Records for processing:

--- start ---

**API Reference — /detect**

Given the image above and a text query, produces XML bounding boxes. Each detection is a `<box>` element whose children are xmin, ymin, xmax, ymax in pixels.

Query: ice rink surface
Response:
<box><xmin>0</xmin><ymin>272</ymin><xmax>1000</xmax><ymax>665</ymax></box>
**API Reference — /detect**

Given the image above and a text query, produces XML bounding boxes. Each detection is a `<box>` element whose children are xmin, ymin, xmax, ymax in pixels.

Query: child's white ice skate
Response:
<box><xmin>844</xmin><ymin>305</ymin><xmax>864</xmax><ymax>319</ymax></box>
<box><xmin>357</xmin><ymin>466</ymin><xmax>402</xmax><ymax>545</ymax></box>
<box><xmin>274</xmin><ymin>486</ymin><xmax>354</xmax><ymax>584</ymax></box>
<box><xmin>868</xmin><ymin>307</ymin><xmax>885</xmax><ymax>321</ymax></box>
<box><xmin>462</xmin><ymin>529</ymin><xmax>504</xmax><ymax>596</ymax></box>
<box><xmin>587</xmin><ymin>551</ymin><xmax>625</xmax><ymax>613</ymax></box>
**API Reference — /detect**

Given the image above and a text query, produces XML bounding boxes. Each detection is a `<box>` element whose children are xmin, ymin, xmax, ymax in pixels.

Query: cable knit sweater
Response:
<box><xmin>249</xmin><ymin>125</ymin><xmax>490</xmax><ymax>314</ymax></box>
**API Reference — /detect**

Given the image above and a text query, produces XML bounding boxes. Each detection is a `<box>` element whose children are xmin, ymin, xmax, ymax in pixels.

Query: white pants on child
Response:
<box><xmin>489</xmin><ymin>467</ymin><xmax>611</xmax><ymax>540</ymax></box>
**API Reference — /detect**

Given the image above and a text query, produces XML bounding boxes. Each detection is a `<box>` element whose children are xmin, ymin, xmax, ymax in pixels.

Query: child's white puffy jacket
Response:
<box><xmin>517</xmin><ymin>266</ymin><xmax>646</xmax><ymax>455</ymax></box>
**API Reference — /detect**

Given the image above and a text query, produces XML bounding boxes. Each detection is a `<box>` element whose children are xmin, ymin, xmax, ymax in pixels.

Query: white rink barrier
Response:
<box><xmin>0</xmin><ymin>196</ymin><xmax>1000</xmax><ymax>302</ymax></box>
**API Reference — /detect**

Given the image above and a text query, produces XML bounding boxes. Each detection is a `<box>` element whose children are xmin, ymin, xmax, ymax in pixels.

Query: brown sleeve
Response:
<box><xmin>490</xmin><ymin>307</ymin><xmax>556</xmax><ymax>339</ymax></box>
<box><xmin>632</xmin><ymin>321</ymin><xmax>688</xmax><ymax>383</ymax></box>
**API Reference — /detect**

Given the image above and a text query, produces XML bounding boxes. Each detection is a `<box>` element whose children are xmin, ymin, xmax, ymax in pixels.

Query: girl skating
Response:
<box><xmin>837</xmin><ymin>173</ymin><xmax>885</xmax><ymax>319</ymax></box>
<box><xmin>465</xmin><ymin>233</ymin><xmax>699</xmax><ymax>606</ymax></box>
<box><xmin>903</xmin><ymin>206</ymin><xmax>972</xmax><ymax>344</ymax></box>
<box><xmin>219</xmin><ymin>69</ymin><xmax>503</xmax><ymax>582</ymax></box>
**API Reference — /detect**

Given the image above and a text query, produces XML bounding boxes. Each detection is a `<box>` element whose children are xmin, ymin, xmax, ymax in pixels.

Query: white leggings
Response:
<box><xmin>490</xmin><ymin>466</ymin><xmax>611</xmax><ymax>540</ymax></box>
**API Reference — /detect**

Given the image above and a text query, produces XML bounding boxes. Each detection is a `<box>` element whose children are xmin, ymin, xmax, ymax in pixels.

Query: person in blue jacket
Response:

--- end ---

Tally the lines of the listing that contain the string "rink", treating uppercase and lowercase as different, and reply with only the number.

2